[Dataset entries]
┄┄┄┄┄┄┄┄┄┄
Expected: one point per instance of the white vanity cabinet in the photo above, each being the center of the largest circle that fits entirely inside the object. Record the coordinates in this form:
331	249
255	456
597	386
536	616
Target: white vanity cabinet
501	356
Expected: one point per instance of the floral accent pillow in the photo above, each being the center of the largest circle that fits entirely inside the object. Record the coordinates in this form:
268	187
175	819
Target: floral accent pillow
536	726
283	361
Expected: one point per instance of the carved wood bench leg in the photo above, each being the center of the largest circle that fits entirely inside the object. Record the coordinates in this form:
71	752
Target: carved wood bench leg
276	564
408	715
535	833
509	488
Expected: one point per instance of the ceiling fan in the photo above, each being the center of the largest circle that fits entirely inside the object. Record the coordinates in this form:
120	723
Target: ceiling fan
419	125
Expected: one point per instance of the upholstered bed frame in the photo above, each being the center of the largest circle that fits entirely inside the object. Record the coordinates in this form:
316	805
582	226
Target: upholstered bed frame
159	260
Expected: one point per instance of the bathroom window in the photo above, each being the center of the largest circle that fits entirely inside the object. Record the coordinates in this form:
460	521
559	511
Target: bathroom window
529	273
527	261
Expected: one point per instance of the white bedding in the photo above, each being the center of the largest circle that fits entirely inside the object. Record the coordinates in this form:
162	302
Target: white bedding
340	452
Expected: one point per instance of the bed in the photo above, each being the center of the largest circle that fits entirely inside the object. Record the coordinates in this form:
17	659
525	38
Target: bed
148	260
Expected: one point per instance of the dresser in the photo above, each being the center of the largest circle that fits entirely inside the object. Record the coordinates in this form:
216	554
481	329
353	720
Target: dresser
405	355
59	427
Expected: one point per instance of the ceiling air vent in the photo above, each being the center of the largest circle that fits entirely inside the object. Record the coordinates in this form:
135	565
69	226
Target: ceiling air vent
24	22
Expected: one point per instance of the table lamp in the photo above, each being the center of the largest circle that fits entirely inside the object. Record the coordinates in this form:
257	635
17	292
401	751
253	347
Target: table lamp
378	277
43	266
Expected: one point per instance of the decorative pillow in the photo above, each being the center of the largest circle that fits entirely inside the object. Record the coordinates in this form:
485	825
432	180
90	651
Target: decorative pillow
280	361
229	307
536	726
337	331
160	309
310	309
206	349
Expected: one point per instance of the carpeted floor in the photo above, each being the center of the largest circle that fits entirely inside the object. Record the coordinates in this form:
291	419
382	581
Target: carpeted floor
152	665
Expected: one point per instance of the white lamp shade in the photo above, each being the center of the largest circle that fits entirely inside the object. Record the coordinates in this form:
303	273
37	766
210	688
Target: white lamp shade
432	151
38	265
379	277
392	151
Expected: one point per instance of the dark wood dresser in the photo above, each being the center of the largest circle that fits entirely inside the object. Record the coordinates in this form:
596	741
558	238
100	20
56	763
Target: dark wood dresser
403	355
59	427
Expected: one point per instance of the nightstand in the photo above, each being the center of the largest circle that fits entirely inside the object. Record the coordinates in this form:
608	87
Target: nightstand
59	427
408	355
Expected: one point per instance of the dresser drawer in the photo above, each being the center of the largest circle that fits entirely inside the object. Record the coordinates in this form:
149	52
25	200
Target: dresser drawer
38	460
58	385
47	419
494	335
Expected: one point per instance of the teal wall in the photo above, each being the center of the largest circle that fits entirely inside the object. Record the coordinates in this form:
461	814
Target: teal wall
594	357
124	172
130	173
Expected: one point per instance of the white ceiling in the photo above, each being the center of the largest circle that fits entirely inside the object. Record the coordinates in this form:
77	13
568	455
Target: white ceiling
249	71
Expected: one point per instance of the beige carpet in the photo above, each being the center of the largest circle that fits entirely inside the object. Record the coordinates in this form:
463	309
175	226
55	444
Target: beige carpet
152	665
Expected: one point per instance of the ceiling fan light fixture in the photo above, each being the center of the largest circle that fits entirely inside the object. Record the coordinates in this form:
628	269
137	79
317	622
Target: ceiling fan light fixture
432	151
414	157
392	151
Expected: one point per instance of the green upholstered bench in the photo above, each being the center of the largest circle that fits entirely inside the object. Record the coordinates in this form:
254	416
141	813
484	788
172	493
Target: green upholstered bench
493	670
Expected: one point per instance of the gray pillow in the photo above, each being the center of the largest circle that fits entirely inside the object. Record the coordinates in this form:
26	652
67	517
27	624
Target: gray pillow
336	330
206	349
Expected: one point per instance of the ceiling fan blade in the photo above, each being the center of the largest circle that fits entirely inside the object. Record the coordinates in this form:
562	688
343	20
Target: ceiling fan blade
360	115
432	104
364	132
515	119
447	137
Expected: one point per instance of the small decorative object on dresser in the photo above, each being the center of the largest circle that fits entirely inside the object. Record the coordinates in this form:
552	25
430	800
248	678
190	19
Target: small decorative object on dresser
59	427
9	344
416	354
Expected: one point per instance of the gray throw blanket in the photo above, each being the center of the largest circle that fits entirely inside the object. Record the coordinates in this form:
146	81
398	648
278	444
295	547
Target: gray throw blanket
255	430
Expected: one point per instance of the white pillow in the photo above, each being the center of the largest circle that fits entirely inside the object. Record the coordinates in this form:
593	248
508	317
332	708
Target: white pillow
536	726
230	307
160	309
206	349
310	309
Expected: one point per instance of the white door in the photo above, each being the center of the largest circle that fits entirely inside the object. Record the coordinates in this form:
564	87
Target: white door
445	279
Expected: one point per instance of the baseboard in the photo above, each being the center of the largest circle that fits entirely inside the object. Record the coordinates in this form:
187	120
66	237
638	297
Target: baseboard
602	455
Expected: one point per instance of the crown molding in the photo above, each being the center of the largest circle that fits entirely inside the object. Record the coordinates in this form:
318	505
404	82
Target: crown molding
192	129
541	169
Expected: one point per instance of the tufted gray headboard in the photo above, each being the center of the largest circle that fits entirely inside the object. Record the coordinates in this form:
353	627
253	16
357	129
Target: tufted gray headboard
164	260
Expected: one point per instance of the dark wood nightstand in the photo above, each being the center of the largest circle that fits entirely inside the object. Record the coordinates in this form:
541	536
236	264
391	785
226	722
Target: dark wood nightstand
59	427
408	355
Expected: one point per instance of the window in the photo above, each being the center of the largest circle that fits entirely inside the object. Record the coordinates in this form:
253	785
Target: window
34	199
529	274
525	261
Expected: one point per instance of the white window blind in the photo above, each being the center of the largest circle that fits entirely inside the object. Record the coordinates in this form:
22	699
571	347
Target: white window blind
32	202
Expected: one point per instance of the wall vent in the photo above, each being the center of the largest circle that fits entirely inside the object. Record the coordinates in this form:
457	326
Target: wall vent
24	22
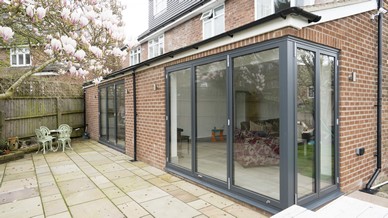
┄┄┄┄┄┄┄┄┄┄
EXERCISE DIRECTIONS: Go through the data above and transcribe it in full, omitting any image.

RESPONSE BOX:
Expected: one point per instance of the white vanity cabinet in the photo above, each being the center of the largest circle that fits entirely inside the object. Record the coordinates in this form:
331	249
255	456
597	386
536	616
Target: white vanity cabinet
501	356
Expected: one point per instance of the floral accent pillow in the photo above, each being the center of the largest circle that fits entirely inside the object. Record the coordinates in this form:
268	187
175	819
Target: floral accent pillow
536	726
283	361
Expected: one point per instance of the carved wood bench leg in the photo above, each being the center of the largest circle that fits entirely inside the object. Record the coordinates in this form:
71	752
Target: carved wood bench leg
276	564
408	715
535	833
509	488
Expected: one point per instance of the ceiling fan in the photo above, each being the center of the largest circle that fits entirely inside the object. Record the coordinates in this form:
120	723
Target: ceiling fan
419	125
Expected: one point per instance of the upholstered bed frame in the photo above, each being the center of the largest circle that fits entirely inside the object. Record the coordinates in this form:
316	805
582	226
Target: upholstered bed frame
159	260
Expected: one point per instance of the bathroom window in the photo above, each being the center of the largest circle that fits entirely inside the object. Record the coordinates in this form:
460	521
559	511
Target: bathroom window
529	273
527	261
Expected: one point per instance of the white bedding in the photo above, each being the center of the largest circle that fits entirely inside the object. Record the coordinates in this form:
162	302
Target: white bedding
340	452
Expected: one point per instance of the bed in the photo above, each being the center of the largest circle that fits entirely inside the object. Record the coordinates in this form:
17	659
525	38
Target: bed
148	260
Expected: one point per instance of the dresser in the photo above, each being the center of the largest circle that fits entirely inside the object. Record the coordinates in this form:
216	554
481	329
353	720
Target: dresser
405	355
59	427
Expected: one point per instance of the ceiling air vent in the photo above, each being the center of the largest circle that fits entirely inside the object. Record the coordinates in this form:
135	565
69	226
Target: ceiling air vent
24	22
Expected: one point per instance of the table lamp in the photo above, each being the center of the largest circle that fits entirely inside the object. Record the coordinates in this form:
257	635
17	292
401	751
253	347
Target: table lamp
378	277
43	266
Expected: one point per instance of the decorative pillow in the photo above, each being the center of the largest circle that fits entirely inside the object. Record the coordinates in this form:
485	825
432	180
90	651
Target: decorative pillow
280	361
229	307
536	726
337	331
160	309
310	309
206	349
Expected: one point per instance of the carpeted floor in the photo above, each being the center of the largest circle that fits entirely inside the object. Record the coordinates in this form:
291	419
382	581
Target: carpeted floor
152	665
Expected: one point per instance of the white lamp shade in the photo above, each being the center of the largest circle that fits entirely inside the object. Record the coordinates in this form:
303	273
37	766
210	688
Target: white lamp shade
432	151
38	265
379	277
392	151
Expected: one point per instance of the dark wood dresser in the photo above, each being the center of the largest circle that fits entirely inside the object. Record the coordinates in this form:
596	741
558	238
100	20
56	763
Target: dark wood dresser
403	355
59	427
Expected: one point per instance of the nightstand in the photo above, each being the center of the largest circle that fits entirely inside the object. Record the coordinates in this form:
608	87
Target: nightstand
59	427
408	355
Expected: one point per instance of the dresser drawer in the photo above, each being the center of the largest circle that fits entirely inside the object. Record the coordinates in this form:
149	52
25	200
Target: dresser drawer
38	460
58	385
47	419
494	335
Expected: one point per instance of the teal wall in the photo above, each being the center of the largest circle that fits entirely inside the object. Record the coordinates in this form:
461	814
Target: teal wall
594	357
124	172
130	173
Expected: one point per instance of the white ceiling in the photo above, each being the center of the largest circle that fits entirely inside the object. Record the coordinates in this form:
77	13
568	455
Target: white ceiling
249	71
Expected: one point per instance of the beige carpet in the photo above, each being the center of the largest circle that fits entirely inside the object. Record the coordinates in this form:
463	309
175	226
55	444
Target: beige carpet
152	665
Expected: one point per instance of the ceiling fan light fixture in the photo above, each being the center of the largest circle that fits entirely inside the object. Record the coordinates in this form:
628	269
137	79
317	622
Target: ceiling fan light fixture
432	151
414	157
392	151
Expected: one point per instance of the green upholstered bench in the photo above, each being the center of the largest circle that fits entirely inside the object. Record the coordinates in this form:
254	416
141	813
484	788
172	493
Target: green upholstered bench
493	670
Expected: one point per instance of the gray pillow in the photo above, each being the center of the largest circle that fits entirely inside the object. Record the coordinates in this form:
26	652
67	517
27	624
Target: gray pillow
336	330
206	349
Expected: one point per instance of the ceiling fan blade in the photo above, each being the center of the largest circle that fits entirely inside the object. Record the coordinates in this form:
562	688
343	20
Target: ceiling fan blade
360	115
432	104
364	132
515	119
447	137
Expected: one point per instance of the small decorative object on dresser in the photo above, each being the center of the largest circle that fits entirely inside the object. Record the coordinates in this form:
552	25
430	800
248	678
190	19
Target: small decorative object on dresser
59	427
9	344
416	354
Expected: one point per instance of the gray throw blanket in the photo above, each being the center of the largest circle that fits entirely inside the object. Record the coordinates in this form:
146	81
398	648
278	444
295	547
Target: gray throw blanket
255	430
Expected: one point per instance of the white pillow in the photo above, each being the center of the largest circle that fits entirely inside the object. Record the coordinates in this form:
593	248
508	317
332	708
Target: white pillow
536	726
230	307
160	309
206	349
310	309
Expected: one point per instance of the white door in the photo above, each being the center of the largest circle that fits entirely inside the object. Record the coordinates in this form:
564	87
Target: white door
445	279
Expected: one point per instance of the baseboard in the photo above, each being the center of the largest circle that fits entirely inside the object. Record the coordinates in this form:
187	120
66	237
638	297
Target: baseboard
602	455
Expected: one point per instance of the crown molding in the photo above, each being the center of the largest circle that fits entirely inside the object. Record the coordinates in this form:
318	505
404	82
Target: crown molding
192	129
541	169
Expected: one point per instance of the tufted gray headboard in the photo above, each being the center of the largest circle that fits entirely inside the object. Record the coordinates in this form:
353	627
253	16
357	129
Target: tufted gray headboard
164	260
Expected: one point per instance of the dark wood nightstand in the photo above, each being the center of the largest circle that fits entirely inside the object. Record the coordinates in this form:
541	536
236	264
391	785
226	722
Target: dark wood nightstand
59	427
408	355
Expected: one point per instance of the window in the photo above, each being the center of the largest circle that fits entirely inside the object. Record the coordinates in this form:
253	785
Target: window
34	199
529	274
525	261
Expected: one point per instance of the white window blind in the photo above, each being the center of the largest circle that fits entirely inside the object. Record the coordinates in this form:
22	699
571	347
Target: white window blind
32	202
Expected: one point per instance of the wall vent in the photo above, each being the center of the largest circle that fits entirely inside the object. Record the coordinates in this form:
457	326
Target: wall vent
24	22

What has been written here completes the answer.